*Job 1*
In the essay on Corporate Country, what name did Bo Burnham give the genre?
*Job 2*
Continue the essay on Corporate Country from where it ends.
**** Text
Over the past few weeks I’ve been listening to a playlist of hundreds of tracks that hit the Modern Rock charts on Billboard. The stars of the genre are Foo Fighters, Pearl Jam, REM, U2 and Coldplay, but in the genre’s 1990s heyday plenty of now-forgotten acts seemed to never be off the charts. Who in 2023 says that any of these are their favourite bands: Goo Goo Dolls, Everclear, Live, Silverchair, Third Eye Blind, Bush or Better Than Ezra?
It suddenly hit me that you could make the same case for the last few decades of country music. Who in 2023 says that their favourite act in the world is Jake Owen, or Randy Houser, or Brantley Gilbert, or Cole Swindell, or Dylan Scott? Just as rock and roll turned into a corporate exercise which united Vans trainers, big outdoor festivals like Lollapalooza and ‘rebellion’ in inverted quotation marks, so country music has served up boardroom-approved stars, some of whom you might not think are creatures of the marketing meeting.
I name this genre of music Corporate Country. There is no point complaining about it: it won’t go away. It exists to make money, sound pleasant and keep the industry ticking over. Bo Burnham called it ‘Stadium Country’ in reference to Keith Urban’s rock sound, noting the disconnect between the act’s music (‘I walk and talk like a fieldhand’) and their millionaire lifestyle with boots that ‘cost three grand’. The song Pandering made a serious point through a jokey song, and I didn’t read any criticism from Music Row of a kid who has since become a neurotic figure of contemporary comedy through a successful Netflix special (and where did Bo get his start? Youtube videos).
********
**** Raw data
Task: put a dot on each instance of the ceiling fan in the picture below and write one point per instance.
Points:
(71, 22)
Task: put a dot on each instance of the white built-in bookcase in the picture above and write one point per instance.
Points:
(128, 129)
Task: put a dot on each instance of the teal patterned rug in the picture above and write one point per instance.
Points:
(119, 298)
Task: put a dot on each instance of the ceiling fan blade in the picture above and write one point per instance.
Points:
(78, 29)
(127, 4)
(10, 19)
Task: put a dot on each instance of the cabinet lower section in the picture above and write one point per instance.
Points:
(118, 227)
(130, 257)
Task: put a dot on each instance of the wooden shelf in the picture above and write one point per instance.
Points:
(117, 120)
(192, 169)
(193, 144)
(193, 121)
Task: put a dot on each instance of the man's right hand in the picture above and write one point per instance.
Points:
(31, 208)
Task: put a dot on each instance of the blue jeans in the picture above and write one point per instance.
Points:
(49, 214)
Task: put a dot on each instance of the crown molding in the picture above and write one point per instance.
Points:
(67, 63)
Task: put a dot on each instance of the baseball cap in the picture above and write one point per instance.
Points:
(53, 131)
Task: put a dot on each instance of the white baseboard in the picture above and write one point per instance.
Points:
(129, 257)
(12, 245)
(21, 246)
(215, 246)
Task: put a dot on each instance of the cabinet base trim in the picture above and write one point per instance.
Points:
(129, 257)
********
*Result 1*
Stadium Country

*Result 2*
If there is one man who sums up Corporate Country, it’s Joey Moi, the staff producer at, and co-founder of, Big Loud Records. You might know him from such hits as Last Night by Morgan Wallen, Cruise by Florida Georgia Line and Up Down by Morgan Wallen featuring Florida Georgia Line. Plus How You Remind Me by Nickelback. Once you know that, you know why FGL succeeded: Joey Moi knows what money sounds like.
So does Scott Borchetta, whose dad was a big figure in radio promotion and whose Big Machine label (the clue is in the name!!) has brought country radio Taylor Swift, Justin Moore, Thomas Rhett and Brantley Gilbert in the last two decades. All of them are marketed heavily to country fans around the world; indeed, after Borchetta sold to the same company which runs Justin Bieber’s career, Big Machine was sold on to the South Korean company that runs BTS’s career. Borchetta remains CEO, even though Taylor Swift is no longer part of his empire.
Does the acknowledgement of the ‘business’ side of the music business make every act signed to a major label Corporate Country? I think it depends on the backstory and the development. Nirvana and Green Day both put out albums on small labels before major labels chucked money at them. REM’s huge success in the 1990s coincided with their multi-album deal with Warners. None of those three are held in a lesser light, but it might be because they all led the charge rather than followed in the slipstream.
On the country side, the biggest and most bankable star is Garth Brooks, who is bigger than the genre he helped make money for. Garth took rock aesthetics – your zipwires, your hollering to the back of the arena – to country music, but after arguing with his management in the mid-1990s he has been independent for 20 years, putting out music on his Pearl label. He did, however, sign an exclusivity deal with Amazon Music to stream his catalogue and repackaged his music smartly with The Limited Series. After he played Central Park, he had no worlds left to conquer so retired for a decade and is now country’s hottest legacy act with inevitable Las Vegas shows booked for 2024. Carrie Underwood, Reba and Brooks & Dunn have also done Vegas. Is Carrie – who won a TV talent show, was signed to Simon Cowell’s label for a long time and today produces her own music – Corporate Country? I don’t think so.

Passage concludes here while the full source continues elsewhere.